» **THE EXERCISE**: Present the material below as a Markdown table with the columns Row and Line, numbering each line of the material and omitting blank lines.

####

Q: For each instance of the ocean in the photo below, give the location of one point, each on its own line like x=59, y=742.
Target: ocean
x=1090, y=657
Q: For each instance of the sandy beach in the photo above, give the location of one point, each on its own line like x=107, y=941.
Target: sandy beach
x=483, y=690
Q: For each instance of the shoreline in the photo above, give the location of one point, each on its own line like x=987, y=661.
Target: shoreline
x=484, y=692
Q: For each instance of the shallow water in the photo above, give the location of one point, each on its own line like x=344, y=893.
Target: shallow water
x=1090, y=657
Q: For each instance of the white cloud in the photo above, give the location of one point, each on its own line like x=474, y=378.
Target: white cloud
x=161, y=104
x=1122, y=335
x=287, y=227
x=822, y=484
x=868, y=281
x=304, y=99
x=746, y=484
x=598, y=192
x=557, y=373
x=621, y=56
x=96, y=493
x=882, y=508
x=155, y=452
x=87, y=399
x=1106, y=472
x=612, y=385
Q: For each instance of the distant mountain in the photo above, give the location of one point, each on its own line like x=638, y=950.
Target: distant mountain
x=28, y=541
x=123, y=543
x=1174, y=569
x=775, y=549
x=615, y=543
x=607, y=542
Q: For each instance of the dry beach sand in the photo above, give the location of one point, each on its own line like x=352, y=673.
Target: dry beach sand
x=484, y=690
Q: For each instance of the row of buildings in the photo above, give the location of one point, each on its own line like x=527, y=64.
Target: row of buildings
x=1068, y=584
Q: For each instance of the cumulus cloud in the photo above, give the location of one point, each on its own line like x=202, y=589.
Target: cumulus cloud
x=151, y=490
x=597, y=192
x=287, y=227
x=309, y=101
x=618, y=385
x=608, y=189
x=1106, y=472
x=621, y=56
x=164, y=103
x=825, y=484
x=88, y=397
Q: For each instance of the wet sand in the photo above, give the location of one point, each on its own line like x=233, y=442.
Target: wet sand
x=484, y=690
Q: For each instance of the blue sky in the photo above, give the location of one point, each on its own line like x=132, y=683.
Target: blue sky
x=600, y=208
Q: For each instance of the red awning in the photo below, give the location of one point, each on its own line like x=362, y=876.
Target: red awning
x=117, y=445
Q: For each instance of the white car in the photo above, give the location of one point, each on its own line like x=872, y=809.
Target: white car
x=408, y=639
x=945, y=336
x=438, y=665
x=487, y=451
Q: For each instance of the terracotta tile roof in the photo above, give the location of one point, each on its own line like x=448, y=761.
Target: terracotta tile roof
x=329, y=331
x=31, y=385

####

» **WRITTEN ANSWER**:
| Row | Line |
|---|---|
| 1 | Q: For each instance of the ocean in the photo below, give the location of one point, each on its own line like x=59, y=742. |
| 2 | Target: ocean |
| 3 | x=1090, y=657 |
| 4 | Q: For each instance of the sandy beach in the photo above, give the location of one point, each on its own line like x=107, y=941. |
| 5 | Target: sandy beach |
| 6 | x=483, y=690 |
| 7 | Q: For each instance of the shoreline in the photo above, give the location of one point, each on its own line like x=987, y=661. |
| 8 | Target: shoreline |
| 9 | x=484, y=692 |
| 10 | Q: For each instance of the shallow water in the photo above, give the location of one point, each on its own line like x=344, y=893. |
| 11 | Target: shallow water |
| 12 | x=1090, y=657 |
| 13 | Q: For each instance of the white cloud in the photo above, give the location of one point, each on its own line like x=474, y=378. |
| 14 | Target: white cloud |
| 15 | x=161, y=104 |
| 16 | x=1122, y=335 |
| 17 | x=287, y=227 |
| 18 | x=822, y=484 |
| 19 | x=868, y=281 |
| 20 | x=304, y=99 |
| 21 | x=746, y=484 |
| 22 | x=598, y=192 |
| 23 | x=557, y=373 |
| 24 | x=621, y=56 |
| 25 | x=96, y=493 |
| 26 | x=882, y=508 |
| 27 | x=155, y=452 |
| 28 | x=87, y=399 |
| 29 | x=1106, y=472 |
| 30 | x=612, y=385 |
| 31 | Q: For each instance of the distant mountain in the photo above, give the location of one point, each on its own line like x=638, y=950. |
| 32 | Target: distant mountain |
| 33 | x=28, y=541 |
| 34 | x=123, y=543 |
| 35 | x=1174, y=569 |
| 36 | x=775, y=549 |
| 37 | x=615, y=543 |
| 38 | x=607, y=542 |
| 39 | Q: For each instance of the dry beach sand in the photo above, give the location of one point, each on its own line like x=352, y=673. |
| 40 | Target: dry beach sand |
| 41 | x=484, y=690 |
| 42 | Q: For each instance of the row of buildings in the photo above, give the location of one point, each on its own line like x=527, y=64. |
| 43 | Target: row of buildings |
| 44 | x=1068, y=584 |
| 45 | Q: For each instance of the cumulus cloud in the photo above, give the location of one point, each on its own line like x=202, y=589. |
| 46 | Target: cumulus cloud |
| 47 | x=151, y=490 |
| 48 | x=597, y=192 |
| 49 | x=287, y=227 |
| 50 | x=309, y=101 |
| 51 | x=618, y=385 |
| 52 | x=608, y=189 |
| 53 | x=1106, y=472 |
| 54 | x=621, y=56 |
| 55 | x=164, y=103 |
| 56 | x=825, y=484 |
| 57 | x=88, y=397 |
| 58 | Q: For each instance of the wet sand in the photo above, give the location of one point, each on its own line like x=233, y=442. |
| 59 | Target: wet sand |
| 60 | x=484, y=690 |
| 61 | Q: For each instance of the blue sky in the photo above, give the location of one point, each on its own line like x=132, y=683. |
| 62 | Target: blue sky |
| 63 | x=600, y=208 |
| 64 | Q: For each instance of the red awning in the photo below, give the location of one point, each on its own line like x=362, y=876. |
| 65 | Target: red awning |
| 66 | x=117, y=445 |
| 67 | Q: For each instance of the white car in the photo above, give the location of one point, each on its own line like x=872, y=809. |
| 68 | Target: white car |
| 69 | x=408, y=639 |
| 70 | x=945, y=336 |
| 71 | x=438, y=665 |
| 72 | x=487, y=451 |
| 73 | Q: For each instance of the terracotta tile roof in the photo above, give the location of one point, each on its own line like x=448, y=761. |
| 74 | Target: terracotta tile roof |
| 75 | x=329, y=331 |
| 76 | x=31, y=385 |